A threshold can detect edges in an edge enhanced image.
Edge Linking
Due to noise, edges may be unclear:
- Edges may not be continuous.
- Regions may not be self-contained.
We use edge linking to solve these issues. To link up “loose ends” in an image we can use:
- Linking nearest neighbours.
- Linking all within a given distance.
- Probabilistic linking.
“Snakes”
Snakes is an advanced edge-linking or region extraction algorithm:
- Uses defined edges and a cost-minimisation technique to find regions.
- The cost function is minimised when the edges match the underlying features.
- The optimisation can be done using any standard algorithm.
Thresholding
Some objects are not large enough to generate detectable edges (such as a small house in an image of a large valley).
A simple method for segmentation is to use multiple thresholds:
- To select a certain band of grey levels.
- The pixels in a region will often have a similar intensity.
Variance Growth
A problem with thresholding is with variance in light within an image. An automated method to threshold an image is by using variance growth:
- Images often contain large regions with similar intensities.
- Objects of interest are typically have a different brightness to their background.
We want to choose a threshold on the flat part of the histogram.
Statistical Texture
We can use a kernel to define the neighbourhood of a pixel. These pixels are connected to the central pixel:
If you take the mean of the kernel:
- Pixels in the same region will tend towards the central pixel.
Watershed Algorithm
- Represent the image as a surface (with height defined by pixel intensity).
- Applying a thresholding “flood-fill”:
- Link connected pixels to form the background.
- Repeat this to form several regions as layers.
Colour Segmentation
We can start by representing the image in HSL:
- We can then threshold on the hue or saturation channels to find the object.

....

**Brief 1**. Write out the passage of the image segmentation notes starting with "We use edge" and going on through "a given distance.".
**Brief 2**. According to the image segmentation notes, how does the watershed algorithm represent the image?

**Provided data**.
....

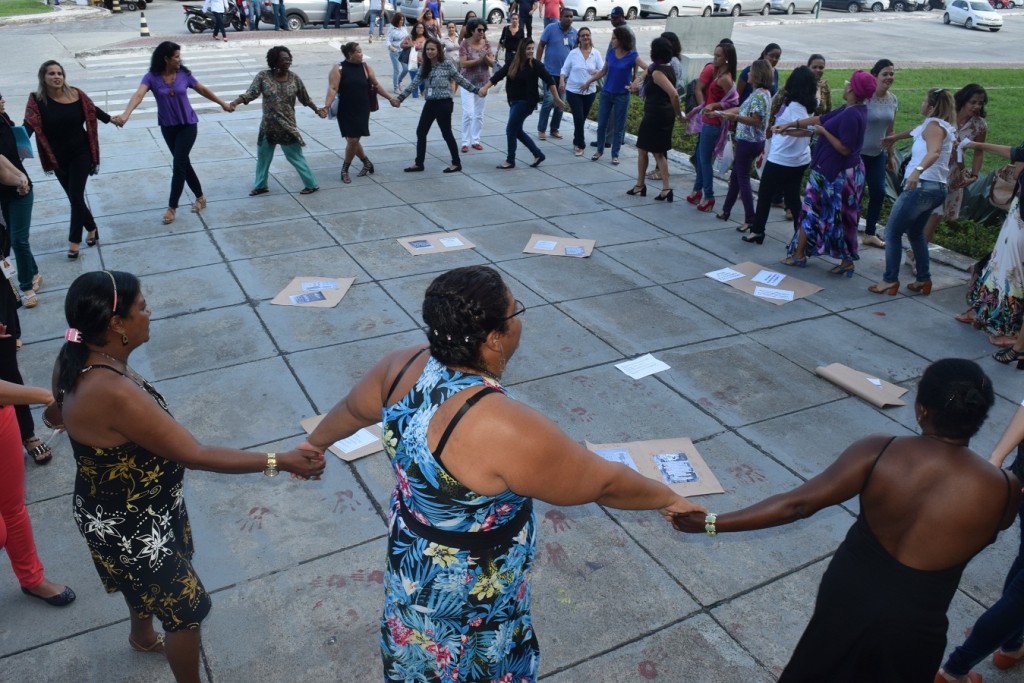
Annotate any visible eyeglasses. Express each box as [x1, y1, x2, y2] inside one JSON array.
[[505, 299, 526, 321]]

....

**Full response 1**.
We use edge linking to solve these issues. To link up “loose ends” in an image we can use:
- Linking nearest neighbours.
- Linking all within a given distance.

**Full response 2**. As a surface, with height defined by pixel intensity.